▸ Yapılacak Görevler:
- a) Metin parçasında Hamza'nın sözleri arasından "kadın" ya da "bayan" kelimesini herhangi bir ekli biçimde içeren cümleleri, geçtikleri sırayla listeleyin.
- b) Metin parçasında "Hamza: Bayanlar kendilerini" sözcükleriyle açılıp "şöyle dile getirmiştir." sözcükleriyle kapanan bölümü hiç değiştirmeden yazın.

▸ Metin Parçası:

Hamza: Bayanlar kendilerini çok fazla kullandırıyorlar. Sırf güzel oldukları için çalıştırılıyor. Ve kadınlar bunun bilincinde ve bu durumdan oldukça memnunlar. Yoksulluktan şikâyet ederken bile oldukça lüks giyiniyorlar. Bu görsellik için sırf başkalarına kendilerini beğendirmek için. Kıyafet için çalışan kadınlar var bu sektörde. Kadınların bu durumdan çıkarı var.

Kadının beden olarak algılanmasında gönüllü ve mutlu olduğunu dile getirir. Hamza ile aynı kurumda çalışan diğer görüşmeciler Hamza’nın kadınlara karşı olumsuz tutumlarından şikâyetçi olduğunu eril üslubundan dolayı tartışma yaşadıklarını belirttiler. Hamza ile aynı kurumda çalışan Bedia iş arkadaşlarının eril üslubundan rahatsızlığını şöyle dile getirmiştir.

Bedia: İş arkadaşlarım, müdürüm çok fazla erkek jargonuyla konuşuyor, bu beni ve bazı kadın arkadaşlarımı rahatsız ediyor. Öğretmenler odasında denk geldiğimde kendilerine çıkışıyorum ama eğitimli kabul ettiğimiz kesimin bile böyle tutum sergilemesi oldukça endişe verici geliyor.

Bedia erkek egemen üsluba karşı olan bir kadın ve bu noktada kişisel çabasının yetersiz olacağının farkında. Bu nedenle yeni yetişecek nesilde etkili bir değişimin olması konusunda karamsar bakış açısına sahip.

▸ Veri Kümesi Alıntıları:
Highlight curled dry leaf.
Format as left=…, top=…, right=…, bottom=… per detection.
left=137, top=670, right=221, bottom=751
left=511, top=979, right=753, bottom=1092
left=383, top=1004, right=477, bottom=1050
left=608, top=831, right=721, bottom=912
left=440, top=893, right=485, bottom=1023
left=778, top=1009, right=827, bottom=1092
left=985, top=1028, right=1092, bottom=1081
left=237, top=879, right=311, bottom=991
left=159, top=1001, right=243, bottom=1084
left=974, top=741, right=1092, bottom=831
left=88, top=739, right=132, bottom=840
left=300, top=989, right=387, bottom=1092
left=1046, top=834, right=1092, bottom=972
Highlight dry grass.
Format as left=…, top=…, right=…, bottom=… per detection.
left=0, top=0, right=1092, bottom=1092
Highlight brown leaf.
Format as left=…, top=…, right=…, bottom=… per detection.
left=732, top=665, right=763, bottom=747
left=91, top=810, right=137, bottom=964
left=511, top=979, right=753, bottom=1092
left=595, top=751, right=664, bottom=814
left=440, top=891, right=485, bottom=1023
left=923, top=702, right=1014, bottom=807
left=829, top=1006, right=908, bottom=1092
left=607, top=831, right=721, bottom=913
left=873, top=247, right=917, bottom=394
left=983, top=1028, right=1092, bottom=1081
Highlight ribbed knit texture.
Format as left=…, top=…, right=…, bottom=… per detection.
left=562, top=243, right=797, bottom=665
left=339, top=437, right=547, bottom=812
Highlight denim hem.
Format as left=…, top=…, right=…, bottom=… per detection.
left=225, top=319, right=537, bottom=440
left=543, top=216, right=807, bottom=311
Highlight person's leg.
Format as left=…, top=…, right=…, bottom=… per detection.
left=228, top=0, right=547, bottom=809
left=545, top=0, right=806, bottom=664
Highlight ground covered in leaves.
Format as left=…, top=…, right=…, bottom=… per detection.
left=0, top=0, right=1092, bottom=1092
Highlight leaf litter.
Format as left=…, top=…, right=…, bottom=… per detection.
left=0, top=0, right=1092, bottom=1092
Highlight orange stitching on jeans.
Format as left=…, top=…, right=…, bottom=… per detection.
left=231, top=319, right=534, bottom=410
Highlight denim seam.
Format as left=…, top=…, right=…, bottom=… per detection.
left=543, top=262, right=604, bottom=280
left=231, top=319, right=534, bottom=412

▸ Görev Çözümleri:
- a)
- Bayanlar kendilerini çok fazla kullandırıyorlar.
- Ve kadınlar bunun bilincinde ve bu durumdan oldukça memnunlar.
- Kıyafet için çalışan kadınlar var bu sektörde.
- Kadınların bu durumdan çıkarı var.

- b)
Hamza: Bayanlar kendilerini çok fazla kullandırıyorlar. Sırf güzel oldukları için çalıştırılıyor. Ve kadınlar bunun bilincinde ve bu durumdan oldukça memnunlar. Yoksulluktan şikâyet ederken bile oldukça lüks giyiniyorlar. Bu görsellik için sırf başkalarına kendilerini beğendirmek için. Kıyafet için çalışan kadınlar var bu sektörde. Kadınların bu durumdan çıkarı var.

Kadının beden olarak algılanmasında gönüllü ve mutlu olduğunu dile getirir. Hamza ile aynı kurumda çalışan diğer görüşmeciler Hamza’nın kadınlara karşı olumsuz tutumlarından şikâyetçi olduğunu eril üslubundan dolayı tartışma yaşadıklarını belirttiler. Hamza ile aynı kurumda çalışan Bedia iş arkadaşlarının eril üslubundan rahatsızlığını şöyle dile getirmiştir.